*WORK TO COMPLETE:*
A. Answer these about the text on 1990s nostalgia below:
(i) Which university is James Hannam at?
(ii) Which two items of 90s fashion has he seen return among his students?
(iii) How old was Julie Whiteman in 1995?
B. Would you render as a numbered list everything in the records from the line containing "of the wasp" down to the end of the records, leaving out blank lines and any pictures?

*EXTRACT:*
◆ ◆ ◆ ◆

The nostalgia for the 1990s doesn't just affect those in their forties, but also Gen Z, young people born between 1997 and 2012, added James Hannam of Solent University in Southampton.

They perceive those times as "less stressful" than the ones they face, weighed down by concerns about climate change, war and artificial intelligence, he added.

The music industry economics professor has noticed a return of 90s fashion among his students for several years now, with a return of baggy jeans and bucket hats, a staple of Liam Gallagher's wardrobe at the height of his fame.

Several of Hannam's students will be going to the Oasis concert.

Both young and old appreciate that "Noel and Liam Gallagher were much more honest in interviews", he told AFP.

"They would say offensive things. There are lots of music stars who are quite media trained and maybe you don't have the very amusing, honest responses," added Hannam.

Julie Whiteman, a marketing professor at the University of Birmingham, was 20 in 1995 and was never a fan of Oasis.

She said it was "hard to escape" the 90s revival, but there was little nostalgia on her part.

"It was a pretty misogynistic, pretty intolerant time," she told AFP.

"It was quite an unpleasant time for a lot of people, if you were a woman or if you were an ethnic minority or if you were not heterosexual," she said.

"It was not so straightforward, as in just like a really cool time."

◆ ◆ ◆ ◆

Dataset excerpts on object pointing:
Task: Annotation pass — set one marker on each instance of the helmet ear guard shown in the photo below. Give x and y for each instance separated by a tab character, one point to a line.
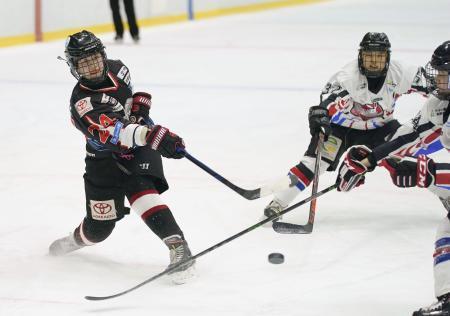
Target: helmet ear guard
374	42
82	45
437	71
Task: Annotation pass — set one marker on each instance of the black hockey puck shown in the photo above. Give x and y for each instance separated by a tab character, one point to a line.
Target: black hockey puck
276	258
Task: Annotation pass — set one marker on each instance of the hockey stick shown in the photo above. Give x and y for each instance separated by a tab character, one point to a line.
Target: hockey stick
283	184
202	253
248	194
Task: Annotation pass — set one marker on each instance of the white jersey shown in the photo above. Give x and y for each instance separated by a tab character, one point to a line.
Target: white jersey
355	106
427	132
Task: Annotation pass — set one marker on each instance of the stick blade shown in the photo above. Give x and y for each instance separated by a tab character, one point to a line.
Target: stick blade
288	228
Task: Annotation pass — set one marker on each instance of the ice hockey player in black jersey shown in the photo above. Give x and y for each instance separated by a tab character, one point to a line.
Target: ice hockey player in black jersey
427	132
123	153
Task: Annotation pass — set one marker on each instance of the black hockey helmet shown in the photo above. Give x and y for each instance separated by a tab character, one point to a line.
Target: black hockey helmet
374	42
437	70
82	45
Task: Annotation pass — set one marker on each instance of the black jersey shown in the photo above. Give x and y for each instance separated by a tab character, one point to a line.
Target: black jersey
101	114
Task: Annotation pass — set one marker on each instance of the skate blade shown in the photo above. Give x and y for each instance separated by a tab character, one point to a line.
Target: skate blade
268	224
183	277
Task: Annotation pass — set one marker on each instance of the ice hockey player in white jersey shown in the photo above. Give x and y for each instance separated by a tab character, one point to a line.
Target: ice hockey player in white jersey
358	111
427	132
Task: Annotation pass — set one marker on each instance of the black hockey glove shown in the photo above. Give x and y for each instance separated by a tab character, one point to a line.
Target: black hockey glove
165	142
410	171
140	107
319	121
352	170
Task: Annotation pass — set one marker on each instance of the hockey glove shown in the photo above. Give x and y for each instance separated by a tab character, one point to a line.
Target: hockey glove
319	121
165	142
352	170
140	107
410	171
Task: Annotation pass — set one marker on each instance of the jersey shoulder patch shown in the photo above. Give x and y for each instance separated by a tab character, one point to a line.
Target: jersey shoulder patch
83	106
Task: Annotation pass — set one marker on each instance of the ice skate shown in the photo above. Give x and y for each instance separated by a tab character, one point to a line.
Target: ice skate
439	308
179	251
64	245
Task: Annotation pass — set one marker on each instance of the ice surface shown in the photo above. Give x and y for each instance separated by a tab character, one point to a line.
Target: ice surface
237	90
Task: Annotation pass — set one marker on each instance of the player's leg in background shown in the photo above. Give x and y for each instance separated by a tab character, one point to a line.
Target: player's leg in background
303	173
441	273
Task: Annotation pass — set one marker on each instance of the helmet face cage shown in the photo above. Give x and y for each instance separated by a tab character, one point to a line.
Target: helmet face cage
374	55
86	57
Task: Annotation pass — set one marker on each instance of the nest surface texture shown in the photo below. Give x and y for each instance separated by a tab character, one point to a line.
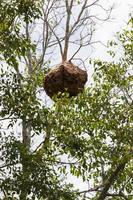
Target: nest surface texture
65	77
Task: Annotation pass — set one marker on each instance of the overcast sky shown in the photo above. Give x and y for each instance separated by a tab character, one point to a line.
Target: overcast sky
107	31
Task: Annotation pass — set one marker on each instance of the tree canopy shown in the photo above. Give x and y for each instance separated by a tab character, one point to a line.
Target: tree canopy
88	136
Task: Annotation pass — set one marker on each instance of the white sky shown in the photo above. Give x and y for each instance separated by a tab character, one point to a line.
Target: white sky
120	13
106	32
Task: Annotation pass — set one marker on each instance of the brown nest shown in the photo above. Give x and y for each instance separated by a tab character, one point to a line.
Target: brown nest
65	77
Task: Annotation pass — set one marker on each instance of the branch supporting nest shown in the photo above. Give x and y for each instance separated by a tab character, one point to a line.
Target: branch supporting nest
65	77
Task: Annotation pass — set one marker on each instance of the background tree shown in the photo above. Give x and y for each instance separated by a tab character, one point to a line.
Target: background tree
89	136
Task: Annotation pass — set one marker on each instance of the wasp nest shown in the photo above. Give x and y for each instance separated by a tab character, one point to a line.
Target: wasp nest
65	77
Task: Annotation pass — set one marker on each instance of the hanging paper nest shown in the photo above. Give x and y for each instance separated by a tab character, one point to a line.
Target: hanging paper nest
65	77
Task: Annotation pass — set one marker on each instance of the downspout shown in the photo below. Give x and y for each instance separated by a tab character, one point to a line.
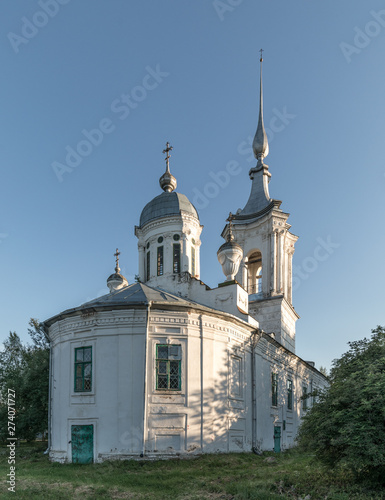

◆ ◆ ◆ ◆

*FULL SOLUTIONS:*
A.
(i) Solent University in Southampton
(ii) Baggy jeans and bucket hats
(iii) 20

B.
1. Task: Annotation pass — set one marker on each instance of the wasp nest shown in the photo above. Give x and y for each instance separated by a tab character, one point to a line.
2. Target: wasp nest
3. 65	77
4. Task: Annotation pass — set one marker on each instance of the hanging paper nest shown in the photo above. Give x and y for each instance separated by a tab character, one point to a line.
5. Target: hanging paper nest
6. 65	77
7. Task: Annotation pass — set one marker on each instance of the downspout shown in the photo below. Give x and y for each instance separated by a tab character, one point to a line.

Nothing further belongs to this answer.